- [Directions for this task]
Could you reproduce the lines below from the one with "negative clicks: (838, 115)" through the one with "293L523 392L530 395L535"? Keep both ends and add nothing.

-------- Dataset entries

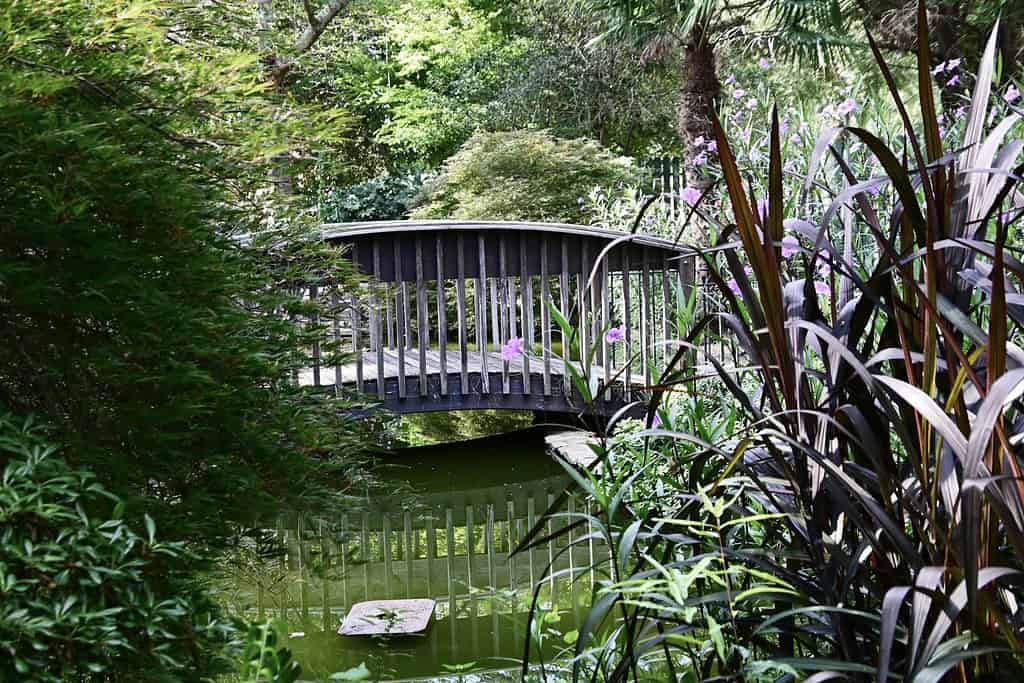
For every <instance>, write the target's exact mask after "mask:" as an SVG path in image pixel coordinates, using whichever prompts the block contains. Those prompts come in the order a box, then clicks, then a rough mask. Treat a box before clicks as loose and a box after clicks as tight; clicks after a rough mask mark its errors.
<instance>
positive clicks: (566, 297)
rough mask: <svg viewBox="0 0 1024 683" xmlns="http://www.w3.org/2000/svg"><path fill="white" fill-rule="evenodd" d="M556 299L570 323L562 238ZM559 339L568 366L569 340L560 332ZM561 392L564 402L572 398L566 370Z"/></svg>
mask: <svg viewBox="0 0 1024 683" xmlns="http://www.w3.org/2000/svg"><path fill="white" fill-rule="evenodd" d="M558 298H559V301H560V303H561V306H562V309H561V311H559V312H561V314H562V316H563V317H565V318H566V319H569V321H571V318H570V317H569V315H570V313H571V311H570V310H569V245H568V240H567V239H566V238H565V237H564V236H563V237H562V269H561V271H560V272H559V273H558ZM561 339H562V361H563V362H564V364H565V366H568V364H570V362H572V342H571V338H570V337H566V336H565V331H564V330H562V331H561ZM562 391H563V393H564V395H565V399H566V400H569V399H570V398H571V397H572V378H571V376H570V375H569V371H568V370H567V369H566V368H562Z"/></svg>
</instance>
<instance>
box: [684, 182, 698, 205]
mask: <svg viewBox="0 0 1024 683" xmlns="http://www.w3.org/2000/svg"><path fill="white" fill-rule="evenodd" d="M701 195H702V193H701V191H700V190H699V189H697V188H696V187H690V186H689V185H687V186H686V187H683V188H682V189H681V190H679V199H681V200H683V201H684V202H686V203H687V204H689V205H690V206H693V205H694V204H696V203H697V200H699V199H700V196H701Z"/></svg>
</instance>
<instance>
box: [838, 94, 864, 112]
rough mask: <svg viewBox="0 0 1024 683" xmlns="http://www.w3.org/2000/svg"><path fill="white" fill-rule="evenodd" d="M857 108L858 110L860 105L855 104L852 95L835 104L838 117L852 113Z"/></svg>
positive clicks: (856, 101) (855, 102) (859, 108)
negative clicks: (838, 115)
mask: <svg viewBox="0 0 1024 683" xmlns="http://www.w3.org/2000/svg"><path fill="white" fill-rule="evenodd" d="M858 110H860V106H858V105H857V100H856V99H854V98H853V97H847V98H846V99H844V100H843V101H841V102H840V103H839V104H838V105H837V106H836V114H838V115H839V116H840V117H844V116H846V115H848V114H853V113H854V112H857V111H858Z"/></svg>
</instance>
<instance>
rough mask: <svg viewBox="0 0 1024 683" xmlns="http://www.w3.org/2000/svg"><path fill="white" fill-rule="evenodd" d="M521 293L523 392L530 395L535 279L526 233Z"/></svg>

----------------
-------- Dataset entries

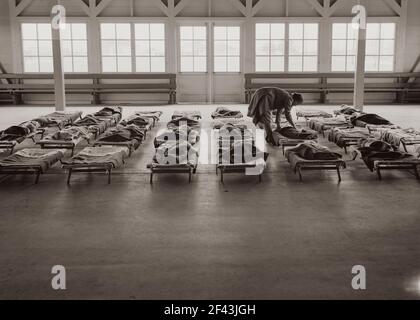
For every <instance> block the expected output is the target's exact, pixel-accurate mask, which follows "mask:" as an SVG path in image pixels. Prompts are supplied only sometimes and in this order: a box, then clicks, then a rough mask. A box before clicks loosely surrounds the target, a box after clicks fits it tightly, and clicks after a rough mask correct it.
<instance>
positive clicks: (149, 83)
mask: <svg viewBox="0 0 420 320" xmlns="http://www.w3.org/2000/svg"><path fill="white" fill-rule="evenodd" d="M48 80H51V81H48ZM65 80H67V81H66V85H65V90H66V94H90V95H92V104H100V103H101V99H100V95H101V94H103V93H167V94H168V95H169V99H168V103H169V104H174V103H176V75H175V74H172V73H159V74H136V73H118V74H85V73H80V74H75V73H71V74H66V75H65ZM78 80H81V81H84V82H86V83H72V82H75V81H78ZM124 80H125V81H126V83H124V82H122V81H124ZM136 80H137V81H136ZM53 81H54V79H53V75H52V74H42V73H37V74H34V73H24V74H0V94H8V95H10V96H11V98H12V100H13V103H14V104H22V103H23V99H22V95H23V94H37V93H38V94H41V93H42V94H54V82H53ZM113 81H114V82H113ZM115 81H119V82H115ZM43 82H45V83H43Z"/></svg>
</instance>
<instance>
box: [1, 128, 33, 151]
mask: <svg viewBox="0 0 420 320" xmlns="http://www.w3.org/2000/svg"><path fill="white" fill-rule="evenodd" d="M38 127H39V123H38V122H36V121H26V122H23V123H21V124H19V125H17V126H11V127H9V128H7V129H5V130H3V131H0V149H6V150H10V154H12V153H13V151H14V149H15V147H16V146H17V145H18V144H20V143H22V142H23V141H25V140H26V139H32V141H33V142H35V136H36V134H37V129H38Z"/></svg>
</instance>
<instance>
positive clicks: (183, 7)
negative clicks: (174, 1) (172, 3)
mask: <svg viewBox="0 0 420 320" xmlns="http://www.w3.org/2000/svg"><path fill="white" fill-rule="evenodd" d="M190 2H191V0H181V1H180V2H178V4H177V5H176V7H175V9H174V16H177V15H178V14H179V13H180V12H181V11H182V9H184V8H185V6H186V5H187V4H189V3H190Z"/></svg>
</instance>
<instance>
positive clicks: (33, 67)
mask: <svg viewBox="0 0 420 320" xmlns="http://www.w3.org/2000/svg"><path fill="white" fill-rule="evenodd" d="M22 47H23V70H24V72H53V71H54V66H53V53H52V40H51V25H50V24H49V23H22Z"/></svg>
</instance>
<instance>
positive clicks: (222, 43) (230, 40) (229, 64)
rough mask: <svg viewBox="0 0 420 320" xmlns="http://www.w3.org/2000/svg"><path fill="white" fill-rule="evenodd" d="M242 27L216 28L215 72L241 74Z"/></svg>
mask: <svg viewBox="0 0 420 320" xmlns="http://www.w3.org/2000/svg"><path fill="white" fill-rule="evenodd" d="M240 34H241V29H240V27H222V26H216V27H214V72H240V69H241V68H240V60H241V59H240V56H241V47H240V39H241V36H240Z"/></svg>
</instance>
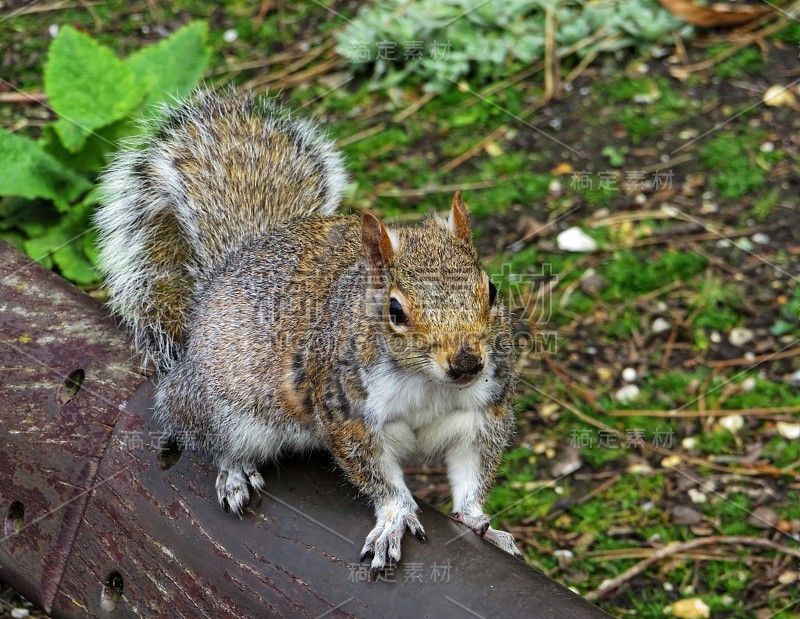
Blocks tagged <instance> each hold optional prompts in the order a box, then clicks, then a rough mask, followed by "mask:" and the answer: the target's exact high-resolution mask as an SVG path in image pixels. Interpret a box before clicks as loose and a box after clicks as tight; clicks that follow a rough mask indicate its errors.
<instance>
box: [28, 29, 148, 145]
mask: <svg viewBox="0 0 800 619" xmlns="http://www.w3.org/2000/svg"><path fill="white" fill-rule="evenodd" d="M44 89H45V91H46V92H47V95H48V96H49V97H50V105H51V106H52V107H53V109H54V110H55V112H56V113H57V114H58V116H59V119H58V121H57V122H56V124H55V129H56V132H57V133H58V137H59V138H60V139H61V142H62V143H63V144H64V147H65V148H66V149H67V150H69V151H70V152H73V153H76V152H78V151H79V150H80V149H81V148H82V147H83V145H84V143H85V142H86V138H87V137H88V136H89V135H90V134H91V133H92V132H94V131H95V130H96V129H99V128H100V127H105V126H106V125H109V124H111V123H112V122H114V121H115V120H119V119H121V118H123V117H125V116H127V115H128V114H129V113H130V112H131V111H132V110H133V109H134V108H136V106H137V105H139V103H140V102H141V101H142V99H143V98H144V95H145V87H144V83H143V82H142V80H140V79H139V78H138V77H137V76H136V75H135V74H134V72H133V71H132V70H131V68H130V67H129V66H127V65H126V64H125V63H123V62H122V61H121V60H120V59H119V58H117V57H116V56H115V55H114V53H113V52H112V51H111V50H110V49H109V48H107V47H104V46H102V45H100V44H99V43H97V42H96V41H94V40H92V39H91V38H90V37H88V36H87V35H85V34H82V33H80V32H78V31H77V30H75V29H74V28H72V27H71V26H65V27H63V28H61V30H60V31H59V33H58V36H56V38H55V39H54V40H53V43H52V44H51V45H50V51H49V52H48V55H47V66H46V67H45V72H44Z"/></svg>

----------------
-------- Dataset entries

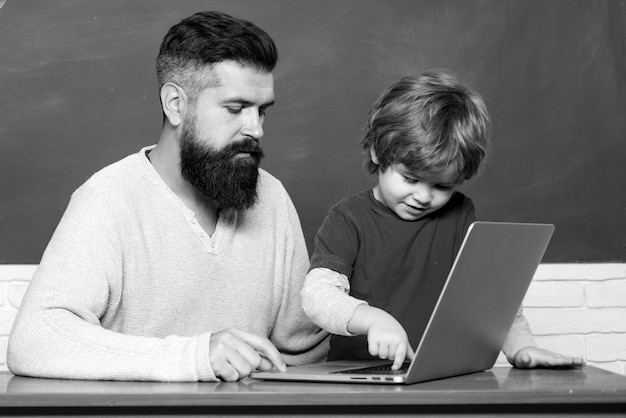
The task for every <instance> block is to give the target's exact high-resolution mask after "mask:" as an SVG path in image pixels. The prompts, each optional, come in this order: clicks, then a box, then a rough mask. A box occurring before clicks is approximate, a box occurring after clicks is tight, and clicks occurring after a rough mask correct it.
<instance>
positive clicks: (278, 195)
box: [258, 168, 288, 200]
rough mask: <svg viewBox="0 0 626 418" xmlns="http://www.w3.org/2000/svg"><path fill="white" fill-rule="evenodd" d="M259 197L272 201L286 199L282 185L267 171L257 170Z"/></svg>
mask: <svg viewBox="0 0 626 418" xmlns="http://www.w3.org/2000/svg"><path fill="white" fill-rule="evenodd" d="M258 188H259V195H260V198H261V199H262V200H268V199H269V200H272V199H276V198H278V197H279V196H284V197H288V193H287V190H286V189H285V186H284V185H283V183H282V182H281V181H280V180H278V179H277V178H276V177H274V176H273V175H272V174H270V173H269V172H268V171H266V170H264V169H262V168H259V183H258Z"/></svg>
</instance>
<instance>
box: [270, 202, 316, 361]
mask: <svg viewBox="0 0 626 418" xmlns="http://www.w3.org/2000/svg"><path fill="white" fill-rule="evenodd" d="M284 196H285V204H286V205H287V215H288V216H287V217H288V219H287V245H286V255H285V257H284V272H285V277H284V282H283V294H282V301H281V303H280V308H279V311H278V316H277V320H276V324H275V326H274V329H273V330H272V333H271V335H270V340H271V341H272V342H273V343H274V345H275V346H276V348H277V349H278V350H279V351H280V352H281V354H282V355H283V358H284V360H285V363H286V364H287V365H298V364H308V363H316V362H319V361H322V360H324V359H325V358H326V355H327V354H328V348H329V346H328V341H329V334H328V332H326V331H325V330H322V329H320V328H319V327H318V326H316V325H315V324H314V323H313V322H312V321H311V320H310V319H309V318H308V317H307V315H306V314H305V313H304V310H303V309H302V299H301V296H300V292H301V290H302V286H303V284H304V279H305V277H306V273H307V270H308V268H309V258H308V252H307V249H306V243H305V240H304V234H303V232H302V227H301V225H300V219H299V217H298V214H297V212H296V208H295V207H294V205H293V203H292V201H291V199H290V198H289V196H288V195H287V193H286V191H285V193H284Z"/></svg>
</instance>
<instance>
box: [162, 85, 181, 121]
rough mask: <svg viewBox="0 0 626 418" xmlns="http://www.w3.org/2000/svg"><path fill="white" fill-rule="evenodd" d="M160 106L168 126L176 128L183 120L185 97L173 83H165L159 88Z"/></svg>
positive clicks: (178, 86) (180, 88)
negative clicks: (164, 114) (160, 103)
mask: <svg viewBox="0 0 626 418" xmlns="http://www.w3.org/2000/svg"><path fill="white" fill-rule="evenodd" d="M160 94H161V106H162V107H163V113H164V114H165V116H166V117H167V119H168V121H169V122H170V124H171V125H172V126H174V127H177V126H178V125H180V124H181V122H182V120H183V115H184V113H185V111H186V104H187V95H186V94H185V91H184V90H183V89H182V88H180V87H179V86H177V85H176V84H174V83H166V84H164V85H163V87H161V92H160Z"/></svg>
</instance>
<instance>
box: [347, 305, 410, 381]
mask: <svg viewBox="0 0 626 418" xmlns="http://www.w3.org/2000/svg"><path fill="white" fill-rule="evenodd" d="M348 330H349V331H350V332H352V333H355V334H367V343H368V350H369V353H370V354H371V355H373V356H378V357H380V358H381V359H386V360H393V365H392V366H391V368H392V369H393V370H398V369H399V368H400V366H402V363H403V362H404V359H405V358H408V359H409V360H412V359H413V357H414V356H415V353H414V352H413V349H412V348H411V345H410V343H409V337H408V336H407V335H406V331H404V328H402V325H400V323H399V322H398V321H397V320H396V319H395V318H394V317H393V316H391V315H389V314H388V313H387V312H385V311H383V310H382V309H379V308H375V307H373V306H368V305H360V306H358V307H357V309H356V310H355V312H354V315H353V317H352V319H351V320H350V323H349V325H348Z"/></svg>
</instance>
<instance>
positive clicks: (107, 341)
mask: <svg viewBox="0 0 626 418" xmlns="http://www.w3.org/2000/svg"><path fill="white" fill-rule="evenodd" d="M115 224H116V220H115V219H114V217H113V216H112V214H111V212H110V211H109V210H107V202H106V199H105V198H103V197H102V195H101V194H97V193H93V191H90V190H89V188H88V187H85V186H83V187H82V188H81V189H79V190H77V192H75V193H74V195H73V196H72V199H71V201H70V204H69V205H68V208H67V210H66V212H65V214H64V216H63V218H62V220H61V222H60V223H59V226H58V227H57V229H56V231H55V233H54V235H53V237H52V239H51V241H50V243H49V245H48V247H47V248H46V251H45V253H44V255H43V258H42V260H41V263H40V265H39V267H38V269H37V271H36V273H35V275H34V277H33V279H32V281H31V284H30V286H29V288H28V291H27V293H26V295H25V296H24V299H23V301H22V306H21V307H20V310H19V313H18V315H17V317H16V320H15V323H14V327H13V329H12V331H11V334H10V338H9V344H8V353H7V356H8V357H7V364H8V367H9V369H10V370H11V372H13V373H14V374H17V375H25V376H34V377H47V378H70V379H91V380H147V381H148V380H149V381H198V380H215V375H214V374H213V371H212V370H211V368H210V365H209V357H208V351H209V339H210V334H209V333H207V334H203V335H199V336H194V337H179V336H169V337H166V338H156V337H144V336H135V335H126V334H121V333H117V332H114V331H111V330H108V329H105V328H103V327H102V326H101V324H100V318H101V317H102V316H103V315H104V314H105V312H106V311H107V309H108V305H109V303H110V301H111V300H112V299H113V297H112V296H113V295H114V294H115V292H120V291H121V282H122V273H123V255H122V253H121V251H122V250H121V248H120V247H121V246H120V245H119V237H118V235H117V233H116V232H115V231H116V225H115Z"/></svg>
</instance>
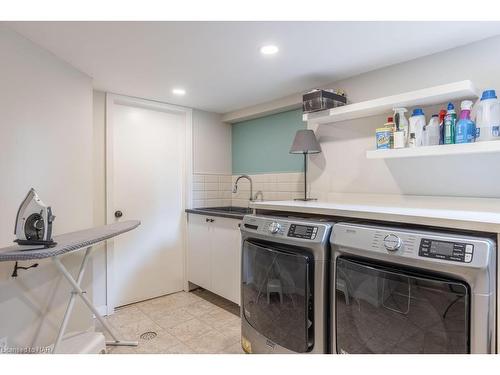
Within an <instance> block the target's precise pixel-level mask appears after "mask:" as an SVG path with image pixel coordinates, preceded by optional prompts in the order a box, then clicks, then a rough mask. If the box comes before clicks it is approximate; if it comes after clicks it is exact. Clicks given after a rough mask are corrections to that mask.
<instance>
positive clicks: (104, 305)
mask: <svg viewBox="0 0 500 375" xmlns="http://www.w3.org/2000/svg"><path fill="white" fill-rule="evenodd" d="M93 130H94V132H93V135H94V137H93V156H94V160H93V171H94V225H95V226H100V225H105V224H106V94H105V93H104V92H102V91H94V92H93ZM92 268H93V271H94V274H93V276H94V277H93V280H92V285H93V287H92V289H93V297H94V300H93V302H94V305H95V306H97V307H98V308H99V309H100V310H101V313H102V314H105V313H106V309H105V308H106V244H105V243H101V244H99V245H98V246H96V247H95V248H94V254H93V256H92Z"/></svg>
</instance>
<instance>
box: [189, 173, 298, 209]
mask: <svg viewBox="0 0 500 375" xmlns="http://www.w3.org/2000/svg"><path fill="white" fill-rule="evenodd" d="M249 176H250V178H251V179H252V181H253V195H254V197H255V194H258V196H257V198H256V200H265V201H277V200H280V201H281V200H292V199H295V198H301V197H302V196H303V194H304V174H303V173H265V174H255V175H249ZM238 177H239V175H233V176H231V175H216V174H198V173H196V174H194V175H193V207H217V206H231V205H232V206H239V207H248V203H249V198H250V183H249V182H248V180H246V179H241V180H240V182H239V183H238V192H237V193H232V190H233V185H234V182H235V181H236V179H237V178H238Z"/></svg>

----------------

- [Solution to this exercise]
negative clicks: (838, 115)
mask: <svg viewBox="0 0 1024 683" xmlns="http://www.w3.org/2000/svg"><path fill="white" fill-rule="evenodd" d="M858 110H860V106H858V105H857V100H856V99H854V98H853V97H847V98H846V99H844V100H843V101H841V102H840V103H839V104H838V105H837V106H836V114H838V115H839V116H840V117H844V116H846V115H848V114H853V113H854V112H857V111H858Z"/></svg>
</instance>
<instance>
rough mask: <svg viewBox="0 0 1024 683" xmlns="http://www.w3.org/2000/svg"><path fill="white" fill-rule="evenodd" d="M521 293L523 392L530 395L535 279L526 233Z"/></svg>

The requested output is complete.